* **What you should do**
Return the records exactly, from the first line through the "pair like [877,546]." line.

[Records contained in a dataset]
▶

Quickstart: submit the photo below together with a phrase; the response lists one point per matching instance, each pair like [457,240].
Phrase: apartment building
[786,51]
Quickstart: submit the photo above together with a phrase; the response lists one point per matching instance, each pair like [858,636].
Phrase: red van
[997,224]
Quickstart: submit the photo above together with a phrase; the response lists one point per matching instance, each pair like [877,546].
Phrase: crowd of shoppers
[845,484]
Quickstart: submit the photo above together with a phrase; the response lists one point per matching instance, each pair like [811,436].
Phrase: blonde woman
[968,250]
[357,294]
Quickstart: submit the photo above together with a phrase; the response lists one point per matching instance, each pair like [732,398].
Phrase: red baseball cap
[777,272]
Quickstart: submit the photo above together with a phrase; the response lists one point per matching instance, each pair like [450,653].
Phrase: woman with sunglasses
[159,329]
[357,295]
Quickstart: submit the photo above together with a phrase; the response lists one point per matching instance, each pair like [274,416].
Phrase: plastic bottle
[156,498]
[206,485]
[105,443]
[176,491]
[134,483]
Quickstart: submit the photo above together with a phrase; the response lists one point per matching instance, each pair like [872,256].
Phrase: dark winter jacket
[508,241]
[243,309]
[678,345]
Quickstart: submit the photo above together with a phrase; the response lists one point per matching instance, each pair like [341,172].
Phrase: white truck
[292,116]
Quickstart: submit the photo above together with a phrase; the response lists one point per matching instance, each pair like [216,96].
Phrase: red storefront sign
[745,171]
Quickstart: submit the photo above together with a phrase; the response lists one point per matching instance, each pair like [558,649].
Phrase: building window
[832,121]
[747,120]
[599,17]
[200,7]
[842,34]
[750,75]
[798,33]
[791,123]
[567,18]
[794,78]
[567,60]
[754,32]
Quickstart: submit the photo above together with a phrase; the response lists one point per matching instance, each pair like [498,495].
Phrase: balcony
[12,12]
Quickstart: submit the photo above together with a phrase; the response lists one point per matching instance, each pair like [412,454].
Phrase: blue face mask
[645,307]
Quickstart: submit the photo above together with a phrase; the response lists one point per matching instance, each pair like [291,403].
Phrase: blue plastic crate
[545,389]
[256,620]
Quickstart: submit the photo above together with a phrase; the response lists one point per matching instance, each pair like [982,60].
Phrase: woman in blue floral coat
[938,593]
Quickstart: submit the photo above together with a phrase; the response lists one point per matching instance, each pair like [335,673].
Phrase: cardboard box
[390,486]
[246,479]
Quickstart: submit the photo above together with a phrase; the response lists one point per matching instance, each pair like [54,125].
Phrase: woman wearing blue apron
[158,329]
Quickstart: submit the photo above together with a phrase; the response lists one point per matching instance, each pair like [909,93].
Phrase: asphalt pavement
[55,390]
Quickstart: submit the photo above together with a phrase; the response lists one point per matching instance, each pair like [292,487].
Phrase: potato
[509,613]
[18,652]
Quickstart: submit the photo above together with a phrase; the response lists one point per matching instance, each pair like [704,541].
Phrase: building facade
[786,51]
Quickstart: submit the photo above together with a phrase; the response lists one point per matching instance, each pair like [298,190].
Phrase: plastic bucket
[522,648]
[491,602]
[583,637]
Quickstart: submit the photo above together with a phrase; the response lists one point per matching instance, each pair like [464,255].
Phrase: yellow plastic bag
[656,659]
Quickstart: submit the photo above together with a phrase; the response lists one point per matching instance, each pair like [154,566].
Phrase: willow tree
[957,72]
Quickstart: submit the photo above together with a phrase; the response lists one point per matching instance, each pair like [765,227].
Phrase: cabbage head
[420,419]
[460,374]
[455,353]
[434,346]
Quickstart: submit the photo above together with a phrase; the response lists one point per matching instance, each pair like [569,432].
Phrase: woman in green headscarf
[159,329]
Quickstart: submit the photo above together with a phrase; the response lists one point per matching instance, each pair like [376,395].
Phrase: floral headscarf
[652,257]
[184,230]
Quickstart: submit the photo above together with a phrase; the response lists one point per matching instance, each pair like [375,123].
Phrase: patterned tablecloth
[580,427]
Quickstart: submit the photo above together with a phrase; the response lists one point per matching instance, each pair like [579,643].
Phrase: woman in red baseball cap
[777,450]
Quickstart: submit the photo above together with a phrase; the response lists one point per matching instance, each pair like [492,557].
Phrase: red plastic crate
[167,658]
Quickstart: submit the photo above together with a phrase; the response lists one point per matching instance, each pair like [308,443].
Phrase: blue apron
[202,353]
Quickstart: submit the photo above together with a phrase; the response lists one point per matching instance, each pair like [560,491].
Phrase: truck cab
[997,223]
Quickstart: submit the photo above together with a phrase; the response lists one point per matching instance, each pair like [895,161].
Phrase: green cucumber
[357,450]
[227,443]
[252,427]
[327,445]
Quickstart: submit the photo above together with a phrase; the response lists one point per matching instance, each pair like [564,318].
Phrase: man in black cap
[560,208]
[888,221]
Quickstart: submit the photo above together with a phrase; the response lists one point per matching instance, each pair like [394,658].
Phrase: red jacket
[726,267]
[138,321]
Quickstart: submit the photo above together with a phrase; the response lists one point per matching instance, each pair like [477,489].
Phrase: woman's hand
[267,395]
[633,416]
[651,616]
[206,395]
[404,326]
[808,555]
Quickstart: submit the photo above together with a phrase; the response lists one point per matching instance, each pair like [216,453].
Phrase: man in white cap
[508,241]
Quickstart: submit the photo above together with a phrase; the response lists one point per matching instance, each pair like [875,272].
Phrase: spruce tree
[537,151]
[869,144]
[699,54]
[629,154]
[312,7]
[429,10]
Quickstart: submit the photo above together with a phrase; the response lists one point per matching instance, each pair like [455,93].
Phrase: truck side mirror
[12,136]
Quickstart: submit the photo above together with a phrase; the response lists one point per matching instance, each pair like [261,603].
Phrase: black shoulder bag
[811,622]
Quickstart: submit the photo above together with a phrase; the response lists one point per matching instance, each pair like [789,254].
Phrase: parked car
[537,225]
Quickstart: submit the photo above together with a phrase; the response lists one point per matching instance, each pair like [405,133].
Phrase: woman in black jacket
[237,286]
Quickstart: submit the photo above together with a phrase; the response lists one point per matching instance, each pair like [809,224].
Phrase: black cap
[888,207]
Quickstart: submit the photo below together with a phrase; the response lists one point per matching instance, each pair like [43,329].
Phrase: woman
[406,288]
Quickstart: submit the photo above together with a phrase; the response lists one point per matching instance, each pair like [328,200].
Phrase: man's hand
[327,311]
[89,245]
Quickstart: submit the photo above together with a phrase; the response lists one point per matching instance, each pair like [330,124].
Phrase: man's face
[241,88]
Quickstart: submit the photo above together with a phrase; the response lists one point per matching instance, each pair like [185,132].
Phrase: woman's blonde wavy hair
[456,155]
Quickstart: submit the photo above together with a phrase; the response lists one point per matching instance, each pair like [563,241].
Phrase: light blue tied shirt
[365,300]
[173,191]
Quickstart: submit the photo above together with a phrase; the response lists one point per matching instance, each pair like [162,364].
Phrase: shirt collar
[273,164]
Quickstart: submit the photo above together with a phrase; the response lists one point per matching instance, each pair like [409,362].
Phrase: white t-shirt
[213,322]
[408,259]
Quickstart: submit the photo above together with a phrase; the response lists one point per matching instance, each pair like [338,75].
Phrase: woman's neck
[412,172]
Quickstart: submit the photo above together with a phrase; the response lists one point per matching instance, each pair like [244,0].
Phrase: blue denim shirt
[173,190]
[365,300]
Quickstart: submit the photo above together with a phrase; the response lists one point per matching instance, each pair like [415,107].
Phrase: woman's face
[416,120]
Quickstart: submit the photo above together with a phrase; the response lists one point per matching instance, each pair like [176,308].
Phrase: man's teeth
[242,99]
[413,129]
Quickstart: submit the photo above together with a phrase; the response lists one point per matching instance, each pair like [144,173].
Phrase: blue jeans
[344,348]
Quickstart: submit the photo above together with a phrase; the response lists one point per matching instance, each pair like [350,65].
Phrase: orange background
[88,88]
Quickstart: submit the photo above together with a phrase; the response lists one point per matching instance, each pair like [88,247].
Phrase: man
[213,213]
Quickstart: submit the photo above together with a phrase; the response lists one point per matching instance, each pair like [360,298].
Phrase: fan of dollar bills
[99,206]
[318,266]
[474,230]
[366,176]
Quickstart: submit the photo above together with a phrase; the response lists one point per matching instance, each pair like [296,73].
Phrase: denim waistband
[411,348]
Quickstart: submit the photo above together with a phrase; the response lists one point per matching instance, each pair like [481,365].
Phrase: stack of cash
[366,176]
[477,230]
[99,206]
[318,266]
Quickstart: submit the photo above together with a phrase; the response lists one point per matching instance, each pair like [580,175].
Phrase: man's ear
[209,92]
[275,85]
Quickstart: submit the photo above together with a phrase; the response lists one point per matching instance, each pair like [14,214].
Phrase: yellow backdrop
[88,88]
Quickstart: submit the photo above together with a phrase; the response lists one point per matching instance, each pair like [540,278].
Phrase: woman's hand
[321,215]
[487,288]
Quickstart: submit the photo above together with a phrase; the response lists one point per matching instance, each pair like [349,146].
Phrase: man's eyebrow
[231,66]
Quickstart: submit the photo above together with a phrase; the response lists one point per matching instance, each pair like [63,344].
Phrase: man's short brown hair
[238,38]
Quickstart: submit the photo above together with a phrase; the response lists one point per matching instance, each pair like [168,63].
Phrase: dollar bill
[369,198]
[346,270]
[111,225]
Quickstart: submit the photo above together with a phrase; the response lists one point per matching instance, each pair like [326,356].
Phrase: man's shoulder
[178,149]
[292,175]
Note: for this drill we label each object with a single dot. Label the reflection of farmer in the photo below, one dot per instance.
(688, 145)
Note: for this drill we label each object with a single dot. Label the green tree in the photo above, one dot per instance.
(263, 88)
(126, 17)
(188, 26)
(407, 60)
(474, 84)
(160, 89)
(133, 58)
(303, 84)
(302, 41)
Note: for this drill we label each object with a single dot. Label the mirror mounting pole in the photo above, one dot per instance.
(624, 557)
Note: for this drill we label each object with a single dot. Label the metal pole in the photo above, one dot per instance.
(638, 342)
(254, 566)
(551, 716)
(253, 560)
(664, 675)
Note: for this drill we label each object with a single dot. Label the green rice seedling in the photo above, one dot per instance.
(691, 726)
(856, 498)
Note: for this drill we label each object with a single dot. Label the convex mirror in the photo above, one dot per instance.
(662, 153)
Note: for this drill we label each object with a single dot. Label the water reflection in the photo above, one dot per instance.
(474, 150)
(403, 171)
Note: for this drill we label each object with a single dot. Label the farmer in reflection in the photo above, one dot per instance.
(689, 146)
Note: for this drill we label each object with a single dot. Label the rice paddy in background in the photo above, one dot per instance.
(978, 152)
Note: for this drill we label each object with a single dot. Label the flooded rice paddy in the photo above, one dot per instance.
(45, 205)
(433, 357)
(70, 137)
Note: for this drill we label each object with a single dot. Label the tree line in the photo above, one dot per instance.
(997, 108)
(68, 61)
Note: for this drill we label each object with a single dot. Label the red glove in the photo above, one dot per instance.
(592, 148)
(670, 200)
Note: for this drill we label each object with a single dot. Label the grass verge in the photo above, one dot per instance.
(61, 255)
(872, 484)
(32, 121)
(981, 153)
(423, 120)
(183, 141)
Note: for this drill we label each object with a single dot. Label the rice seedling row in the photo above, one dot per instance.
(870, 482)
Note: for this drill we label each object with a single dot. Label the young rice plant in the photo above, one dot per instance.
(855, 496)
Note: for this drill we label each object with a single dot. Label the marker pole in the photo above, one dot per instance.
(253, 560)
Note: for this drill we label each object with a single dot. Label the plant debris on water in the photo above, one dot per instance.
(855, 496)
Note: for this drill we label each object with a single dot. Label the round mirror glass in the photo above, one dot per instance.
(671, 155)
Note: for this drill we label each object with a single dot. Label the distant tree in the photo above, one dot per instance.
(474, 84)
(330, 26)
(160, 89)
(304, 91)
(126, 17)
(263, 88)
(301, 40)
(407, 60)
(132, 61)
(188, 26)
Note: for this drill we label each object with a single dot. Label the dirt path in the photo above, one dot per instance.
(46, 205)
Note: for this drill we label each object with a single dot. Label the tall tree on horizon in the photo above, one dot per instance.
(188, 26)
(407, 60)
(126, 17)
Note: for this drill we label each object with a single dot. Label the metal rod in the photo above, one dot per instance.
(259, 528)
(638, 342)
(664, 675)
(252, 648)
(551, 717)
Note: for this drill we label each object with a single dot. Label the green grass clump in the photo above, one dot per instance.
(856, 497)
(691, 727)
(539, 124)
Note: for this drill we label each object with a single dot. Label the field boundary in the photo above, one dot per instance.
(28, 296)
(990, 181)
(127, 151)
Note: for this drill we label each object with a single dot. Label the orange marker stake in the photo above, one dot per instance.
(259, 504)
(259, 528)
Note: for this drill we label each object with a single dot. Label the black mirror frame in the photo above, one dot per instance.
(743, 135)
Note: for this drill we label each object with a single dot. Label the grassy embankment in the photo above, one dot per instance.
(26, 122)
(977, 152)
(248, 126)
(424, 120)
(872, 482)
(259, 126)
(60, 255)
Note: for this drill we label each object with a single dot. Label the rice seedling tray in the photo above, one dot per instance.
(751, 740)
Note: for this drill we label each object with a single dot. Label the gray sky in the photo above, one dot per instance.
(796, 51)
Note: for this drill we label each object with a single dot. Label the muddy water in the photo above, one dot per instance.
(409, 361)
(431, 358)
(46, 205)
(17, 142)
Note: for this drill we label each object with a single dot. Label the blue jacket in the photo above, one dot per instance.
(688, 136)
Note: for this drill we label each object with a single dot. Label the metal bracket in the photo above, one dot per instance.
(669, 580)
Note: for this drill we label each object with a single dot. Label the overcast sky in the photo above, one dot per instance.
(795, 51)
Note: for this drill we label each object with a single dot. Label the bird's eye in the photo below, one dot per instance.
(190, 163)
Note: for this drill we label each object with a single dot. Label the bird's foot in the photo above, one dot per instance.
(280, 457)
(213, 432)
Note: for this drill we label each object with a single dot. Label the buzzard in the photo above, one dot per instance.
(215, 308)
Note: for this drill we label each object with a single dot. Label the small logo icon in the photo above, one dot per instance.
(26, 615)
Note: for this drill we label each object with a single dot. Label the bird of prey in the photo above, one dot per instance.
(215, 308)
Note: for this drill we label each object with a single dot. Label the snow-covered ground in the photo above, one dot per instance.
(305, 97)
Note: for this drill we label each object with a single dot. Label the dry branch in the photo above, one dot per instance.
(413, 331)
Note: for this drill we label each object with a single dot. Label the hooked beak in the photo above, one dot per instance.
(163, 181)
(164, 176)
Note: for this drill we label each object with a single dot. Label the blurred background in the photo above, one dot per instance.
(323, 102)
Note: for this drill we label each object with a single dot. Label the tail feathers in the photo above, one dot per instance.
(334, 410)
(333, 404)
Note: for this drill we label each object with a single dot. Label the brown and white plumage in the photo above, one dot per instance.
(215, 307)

◀

* **Exercise response**
Quickstart: submit the photo below together with a phrase; the response lists one point per matching instance, each pair like [457,240].
Phrase: apartment building
[786,51]
Quickstart: submit the photo above together with a phrase; the response lists one point per matching instance, each pair like [858,636].
Phrase: red van
[997,224]
Quickstart: submit the photo above together with a phrase; the response lists one point per matching instance, each pair like [877,546].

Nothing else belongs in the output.